:: DIRECTIVE ::
Retype each entry below, keeping every character the same.

## begin INFORMATION SUPPLIED

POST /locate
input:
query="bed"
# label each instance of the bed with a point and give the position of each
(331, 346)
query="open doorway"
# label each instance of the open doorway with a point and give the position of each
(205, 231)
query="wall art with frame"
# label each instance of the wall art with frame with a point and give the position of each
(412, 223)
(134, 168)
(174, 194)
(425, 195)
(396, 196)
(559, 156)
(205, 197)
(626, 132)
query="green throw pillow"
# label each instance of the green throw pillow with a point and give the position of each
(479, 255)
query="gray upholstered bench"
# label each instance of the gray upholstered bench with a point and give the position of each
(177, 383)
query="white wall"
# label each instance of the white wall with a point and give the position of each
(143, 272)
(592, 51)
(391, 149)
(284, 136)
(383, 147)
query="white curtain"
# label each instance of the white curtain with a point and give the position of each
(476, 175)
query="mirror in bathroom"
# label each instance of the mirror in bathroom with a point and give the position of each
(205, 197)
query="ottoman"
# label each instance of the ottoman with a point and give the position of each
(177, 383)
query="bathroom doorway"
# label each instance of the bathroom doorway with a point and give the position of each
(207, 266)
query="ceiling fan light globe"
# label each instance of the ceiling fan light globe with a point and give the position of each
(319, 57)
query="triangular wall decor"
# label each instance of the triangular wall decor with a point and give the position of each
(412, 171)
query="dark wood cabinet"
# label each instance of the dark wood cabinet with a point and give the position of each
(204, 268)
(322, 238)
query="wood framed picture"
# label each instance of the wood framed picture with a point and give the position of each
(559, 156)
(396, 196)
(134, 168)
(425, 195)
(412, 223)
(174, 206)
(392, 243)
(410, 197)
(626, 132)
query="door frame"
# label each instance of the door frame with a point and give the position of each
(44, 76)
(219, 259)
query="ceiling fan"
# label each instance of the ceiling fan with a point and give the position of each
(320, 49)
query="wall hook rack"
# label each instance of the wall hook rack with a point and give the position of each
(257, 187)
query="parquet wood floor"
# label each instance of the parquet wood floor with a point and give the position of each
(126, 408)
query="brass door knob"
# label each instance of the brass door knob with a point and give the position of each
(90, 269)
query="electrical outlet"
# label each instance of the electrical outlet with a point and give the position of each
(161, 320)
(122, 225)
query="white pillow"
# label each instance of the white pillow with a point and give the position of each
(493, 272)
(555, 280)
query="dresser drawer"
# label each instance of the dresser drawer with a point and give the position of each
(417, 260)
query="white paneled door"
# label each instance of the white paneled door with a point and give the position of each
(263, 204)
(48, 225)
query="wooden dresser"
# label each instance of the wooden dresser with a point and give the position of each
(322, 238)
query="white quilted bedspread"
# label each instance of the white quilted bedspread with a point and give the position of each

## end INFORMATION SUPPLIED

:: ANSWER TO THE EXERCISE ::
POST /locate
input:
query="bed"
# label each instance of the bed with a point and give the position of each
(331, 346)
query="open doorway"
# label each instance of the open doorway with a point and give the position of each
(205, 231)
query="wall art with frame"
# label each instance of the wall art with frame with a point and give the position of each
(412, 223)
(134, 168)
(174, 194)
(425, 195)
(396, 196)
(559, 156)
(205, 197)
(626, 132)
query="green throw pillow"
# label each instance of the green throw pillow with a point and give the position of each
(479, 255)
query="gray upholstered bench"
# label each instance of the gray upholstered bench with a point and give the position of each
(177, 383)
query="white wall"
# label each instance of the white wall with a point and give the position of each
(143, 272)
(592, 51)
(391, 149)
(284, 136)
(383, 147)
query="white curtain"
# label each instance of the white curtain with a point and give the position of each
(476, 175)
query="mirror in bathroom"
# label each instance of the mirror in bathroom with a point and give the position of each
(205, 197)
query="ottoman"
# label each instance of the ottoman with a point and give the position of each
(177, 383)
query="bathroom doorway"
# label each instance of the bathroom doorway with a point and give the position of each
(207, 266)
query="ceiling fan light globe"
# label each instance of the ceiling fan light globe with a point and give the position of each
(319, 57)
query="triangular wall decor"
# label each instance of the triangular wall decor with a point and give the position of each
(412, 171)
query="dark wood cabinet"
# label each instance of the dark wood cabinet with a point and give the position of each
(204, 268)
(322, 238)
query="wood framed picture"
# label each instance of the wood framed picture with a point and give the position of each
(559, 156)
(396, 196)
(134, 168)
(425, 195)
(412, 223)
(174, 206)
(392, 243)
(410, 197)
(626, 132)
query="door frame"
# label each instance of the door frame with a point and give the position of each
(44, 76)
(219, 259)
query="ceiling fan"
# label each instance of the ceiling fan with a point and give the position of each
(320, 49)
query="wall hook rack"
# label each instance of the wall hook rack with a point and give the position of each
(257, 187)
query="parquet wood floor"
# label each instance of the parquet wood floor with a point and give the position of each
(126, 408)
query="brass door knob"
# label each instance of the brass door knob with a point and give the position of each
(90, 269)
query="electrical outlet"
# label each instance of the electrical outlet with a point and give the position of each
(161, 320)
(122, 225)
query="white pillow"
# label each instance of the white pillow with a point and give the position of each
(493, 272)
(555, 280)
query="dresser drawer"
# label each instance of the dresser drawer with a point and give the position of each
(417, 260)
query="white paneled door"
# label each instance of the white paneled door with a point and give the position of each
(263, 204)
(48, 225)
query="wooden dresser"
# label each instance of the wooden dresser with a point and give the position of each
(322, 238)
query="white quilted bedspread"
# label each instance of the white quilted bedspread with a point and give the position of each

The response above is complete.